--- START Record extracts ---

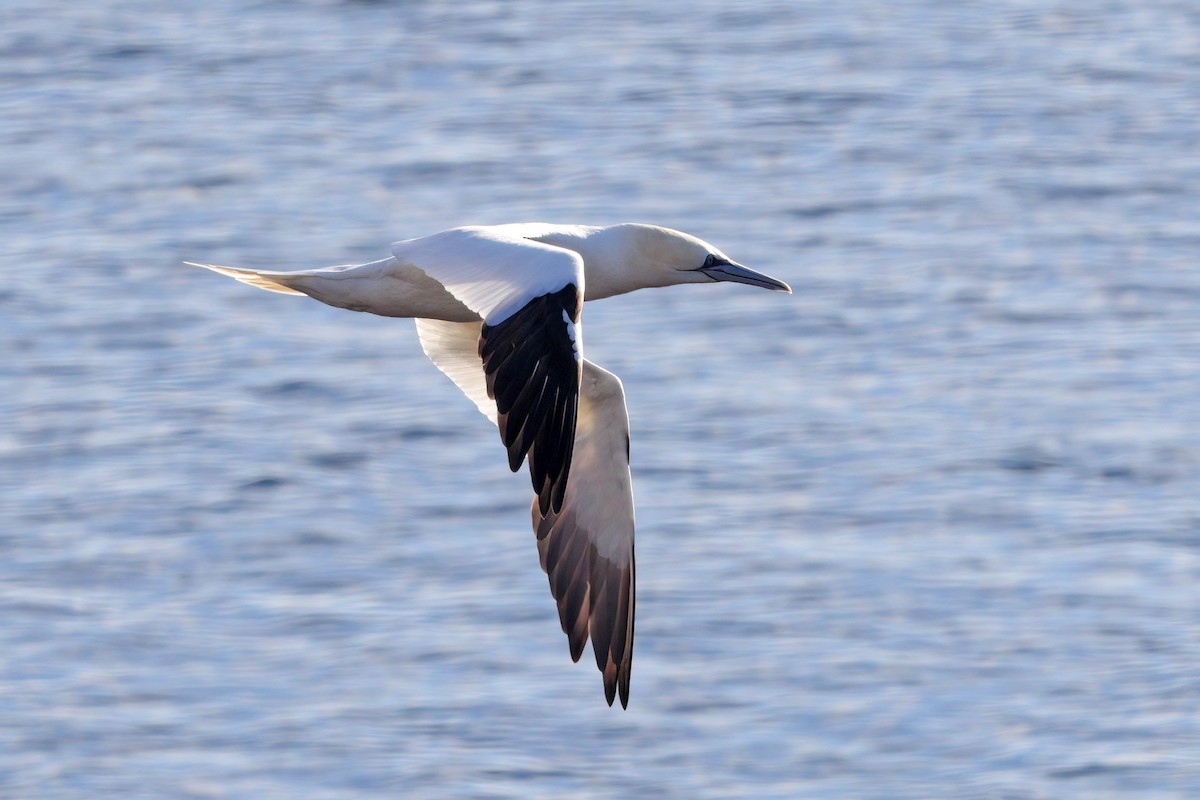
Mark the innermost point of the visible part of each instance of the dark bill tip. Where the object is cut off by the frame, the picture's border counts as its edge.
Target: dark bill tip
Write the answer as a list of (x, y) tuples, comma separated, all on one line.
[(738, 274)]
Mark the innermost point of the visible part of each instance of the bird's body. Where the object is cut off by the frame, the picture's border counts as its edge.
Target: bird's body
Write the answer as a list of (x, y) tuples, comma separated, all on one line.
[(498, 310)]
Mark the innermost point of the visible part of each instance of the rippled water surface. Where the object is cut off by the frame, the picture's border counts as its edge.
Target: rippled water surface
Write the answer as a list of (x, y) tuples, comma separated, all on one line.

--- END Record extracts ---

- What is being asked -
Set the entries down again exactly. Do not include the images.

- Correct answer -
Mark the innermost point of the visible part of each instance of the dark bill tip. Where the object is cut off by the frame, the picture's border counts as its edge.
Target: dark bill tip
Write the answer as a list of (x, y) tuples, comma separated, all on one line.
[(738, 274)]
Mark the innermost point of the visible part of each instance of the bird's body. Where the object is cut off by the frame, the picture's border counts as its edge.
Target: bird's body
Write the answer as a list of (x, y) tuples, comma separated, all on one line.
[(498, 310)]
Mark the innermost point of the visible part of each instance of the rippled water surface. Where the object is cut off by the frame, the picture's border counts as its edge.
Target: rippled water surface
Write the answer as a list of (x, y) tuples, comma separated, all on one line.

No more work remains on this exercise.